◆ TASK: Using the passage below about people who break rules, explain why making the risk:reward ratio worse for a criminal might make them leave you alone.

◆ PASSAGE PROVIDED:
--- START ---
Some of the perpetrators of these transgressions are people who know the rules and deliberately choose to break them for their convenience. Depending on how far they push their activities, they could be classed as predators or criminals. Some, however, will be people who cannot parse the rules or somehow believe that they’re optional extras. The latter can be infinitely harder to deal with, even though they don’t even mean to do anything bad. Criminals, unless they’re newbies, tend to act like professionals. They assess whether picking on you is worth it based on the perceived risk:reward ratio. If you can tip the ratio in your favor, they may respond by fucking right off. Chances are that they’ll fuck off and try and victimise someone else, because that’s what they do, but for your intents and purposes the problem will be over.
--- END ---
◆ SOURCE MATERIAL:
--- START ---
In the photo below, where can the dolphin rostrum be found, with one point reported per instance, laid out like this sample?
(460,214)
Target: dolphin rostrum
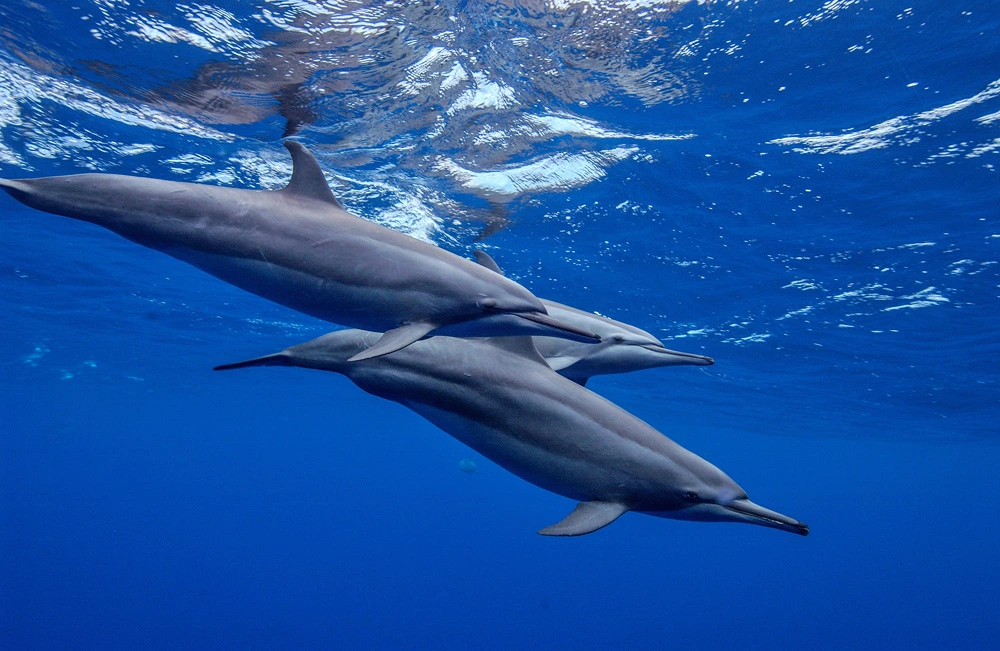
(500,398)
(298,247)
(623,348)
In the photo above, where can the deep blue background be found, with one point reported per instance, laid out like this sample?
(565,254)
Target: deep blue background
(146,502)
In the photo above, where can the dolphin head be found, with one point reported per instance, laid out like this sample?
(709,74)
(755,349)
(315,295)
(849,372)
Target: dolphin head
(624,350)
(706,494)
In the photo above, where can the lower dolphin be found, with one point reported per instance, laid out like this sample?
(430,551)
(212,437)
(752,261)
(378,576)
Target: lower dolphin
(499,397)
(624,348)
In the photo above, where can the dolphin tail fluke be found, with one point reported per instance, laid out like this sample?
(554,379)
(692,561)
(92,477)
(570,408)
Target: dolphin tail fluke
(277,359)
(587,517)
(395,339)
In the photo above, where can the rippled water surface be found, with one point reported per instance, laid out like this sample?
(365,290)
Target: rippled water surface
(806,191)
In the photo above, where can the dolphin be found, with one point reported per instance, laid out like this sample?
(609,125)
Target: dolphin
(623,348)
(298,247)
(499,397)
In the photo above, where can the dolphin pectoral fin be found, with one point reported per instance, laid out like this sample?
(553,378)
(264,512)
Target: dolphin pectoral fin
(542,319)
(277,359)
(395,339)
(484,260)
(587,517)
(307,176)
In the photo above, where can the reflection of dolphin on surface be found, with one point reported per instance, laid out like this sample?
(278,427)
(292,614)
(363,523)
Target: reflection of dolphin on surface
(299,247)
(500,398)
(623,348)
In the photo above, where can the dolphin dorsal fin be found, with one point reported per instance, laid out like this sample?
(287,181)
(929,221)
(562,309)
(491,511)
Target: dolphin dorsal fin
(484,260)
(522,346)
(307,177)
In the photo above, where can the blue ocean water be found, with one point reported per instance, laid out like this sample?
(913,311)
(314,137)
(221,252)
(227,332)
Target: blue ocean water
(805,191)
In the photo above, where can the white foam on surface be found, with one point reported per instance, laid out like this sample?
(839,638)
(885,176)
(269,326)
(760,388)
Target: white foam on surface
(557,172)
(900,130)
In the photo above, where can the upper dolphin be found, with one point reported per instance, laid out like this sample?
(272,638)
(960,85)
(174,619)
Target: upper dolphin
(500,398)
(624,348)
(298,247)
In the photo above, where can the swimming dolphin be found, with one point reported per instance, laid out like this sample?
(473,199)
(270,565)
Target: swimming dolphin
(623,348)
(499,397)
(298,247)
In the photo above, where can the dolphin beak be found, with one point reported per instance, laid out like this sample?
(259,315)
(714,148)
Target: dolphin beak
--- END ---
◆ TASK RESULT: Criminals who aren't newbies tend to act like professionals and decide whether picking on you is worth it based on the perceived risk:reward ratio. If you tip that ratio in your favor, you are no longer worth the effort, so they may go away and try to victimize someone else.